======== Selected extract

This struct holds a `WebSocketConnection` and is used to send keep-alive messages
to maintain the connection.  It is cloneable to allow multiple parts of the
application to share the responsibility of sending keep-alives.
*/
#[derive(Clone)]
pub struct KeepAliveSender {
    /// The underlying WebSocket connection used for sending keep-alive messages.
    connection: WebSocketConnection,
}

impl KeepAliveSender {
    /// Sends a keep-alive message over the WebSocket connection.
    ///
    /// This function sends a "KEEPALIVE" message to the specified channel.  Keep-alive messages
    /// are used to maintain the connection and prevent timeouts.
    ///
    /// # Arguments
    ///
    /// * `channel` - The channel ID to send the keep-alive message to.
    ///
    /// # Returns
    ///
    /// * `Ok(())` if the message was sent successfully.
    /// * `Err(DXLinkError)` if there was an error sending the message.  This can occur if
    ///   there is a problem with the WebSocket connection or serializing the message.

================
======== Data supplied

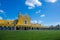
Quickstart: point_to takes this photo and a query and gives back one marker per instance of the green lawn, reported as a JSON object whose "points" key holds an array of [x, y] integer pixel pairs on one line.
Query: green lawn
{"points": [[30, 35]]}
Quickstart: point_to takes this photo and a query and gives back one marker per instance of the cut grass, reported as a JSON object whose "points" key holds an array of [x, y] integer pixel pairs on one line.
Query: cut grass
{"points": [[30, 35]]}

================
======== Data supplied

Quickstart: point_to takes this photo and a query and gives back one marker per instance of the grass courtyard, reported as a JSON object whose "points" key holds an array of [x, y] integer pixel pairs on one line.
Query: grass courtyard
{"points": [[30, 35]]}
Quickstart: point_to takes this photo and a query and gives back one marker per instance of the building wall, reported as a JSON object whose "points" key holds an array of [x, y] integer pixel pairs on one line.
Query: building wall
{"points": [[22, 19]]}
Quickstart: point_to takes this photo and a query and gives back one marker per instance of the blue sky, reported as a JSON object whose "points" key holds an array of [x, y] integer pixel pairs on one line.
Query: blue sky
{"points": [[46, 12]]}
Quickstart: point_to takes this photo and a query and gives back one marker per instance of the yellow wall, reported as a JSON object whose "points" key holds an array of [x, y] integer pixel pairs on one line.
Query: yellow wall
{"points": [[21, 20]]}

================

▶ _Tasks_
A - Can you output everything in the keep-alive sender code from "This struct holds" down to "the WebSocket connection.", word for word?
B - Could you go on with the keep-alive sender code from the point where it stops?

▶ _Responses per task_
A -
This struct holds a `WebSocketConnection` and is used to send keep-alive messages
to maintain the connection.  It is cloneable to allow multiple parts of the
application to share the responsibility of sending keep-alives.
*/
#[derive(Clone)]
pub struct KeepAliveSender {
    /// The underlying WebSocket connection used for sending keep-alive messages.
    connection: WebSocketConnection,
}

impl KeepAliveSender {
    /// Sends a keep-alive message over the WebSocket connection.

B -
    ///
    pub async fn send_keepalive(&self, channel: u32) -> DXLinkResult<()> {
        use crate::messages::KeepaliveMessage;
        let keepalive_msg = KeepaliveMessage {
            channel,
            message_type: "KEEPALIVE".to_string(),
        };
        self.connection.send(&keepalive_msg).await
    }
}

#[cfg(test)]
mod tests {
    use super::*;
    use futures_util::{SinkExt, StreamExt};
    use std::net::SocketAddr;
    use std::sync::Arc;
    use tokio::sync::mpsc;
    use warp::Filter;
    use warp::ws::{Message as WarpMessage, WebSocket as WarpWebSocket};

    async fn setup_test_server() -> (SocketAddr, mpsc::Receiver<String>, mpsc::Sender<String>) {
        let (client_tx, client_rx) = mpsc::channel::<String>(10);
        let (server_tx, server_rx) = mpsc::channel::<String>(10);

        let client_tx = Arc::new(Mutex::new(client_tx));
        let server_rx = Arc::new(Mutex::new(server_rx));

        let websocket = warp::path("websocket")
            .and(warp::ws())
            .map(move |ws: warp::ws::Ws| {
                let client_tx = client_tx.clone();
                let server_rx = server_rx.clone();

                ws.on_upgrade(move |websocket| handle_websocket(websocket, client_tx, server_rx))
            });

        // Use a fixed port for testing
        let addr = ([127, 0, 0, 1], 3030).into();
        let server = warp::serve(websocket).run(addr);

        tokio::spawn(server);

        (addr, client_rx, server_tx)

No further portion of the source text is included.